List each line in the rows below that contains the word "glass".

* BEGIN Data in this exercise *

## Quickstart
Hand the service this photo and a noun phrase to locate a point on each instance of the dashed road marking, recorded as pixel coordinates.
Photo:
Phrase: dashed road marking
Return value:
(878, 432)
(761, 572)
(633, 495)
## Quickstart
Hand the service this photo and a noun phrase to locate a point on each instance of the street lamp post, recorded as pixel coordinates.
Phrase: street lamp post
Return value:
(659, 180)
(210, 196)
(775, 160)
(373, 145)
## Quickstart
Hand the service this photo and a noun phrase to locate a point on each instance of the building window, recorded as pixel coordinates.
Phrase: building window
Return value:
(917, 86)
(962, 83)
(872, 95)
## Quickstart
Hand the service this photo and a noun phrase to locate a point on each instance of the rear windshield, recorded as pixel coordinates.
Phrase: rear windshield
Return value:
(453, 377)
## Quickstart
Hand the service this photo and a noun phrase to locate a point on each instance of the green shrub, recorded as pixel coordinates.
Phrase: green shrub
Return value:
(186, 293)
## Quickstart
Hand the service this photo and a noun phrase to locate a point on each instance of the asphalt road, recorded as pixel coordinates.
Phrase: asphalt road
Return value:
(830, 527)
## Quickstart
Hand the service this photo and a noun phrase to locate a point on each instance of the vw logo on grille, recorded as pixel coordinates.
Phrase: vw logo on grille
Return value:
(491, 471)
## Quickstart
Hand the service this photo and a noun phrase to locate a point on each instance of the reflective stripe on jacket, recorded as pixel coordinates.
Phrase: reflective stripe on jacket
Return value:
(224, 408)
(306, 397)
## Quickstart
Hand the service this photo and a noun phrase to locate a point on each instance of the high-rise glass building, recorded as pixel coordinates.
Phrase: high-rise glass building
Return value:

* END Data in this exercise *

● Result of this task
Hand the service this photo and a noun phrase to locate a point on each instance of the high-rise glass building, recorded as pixel coordinates.
Phrase: high-rise glass building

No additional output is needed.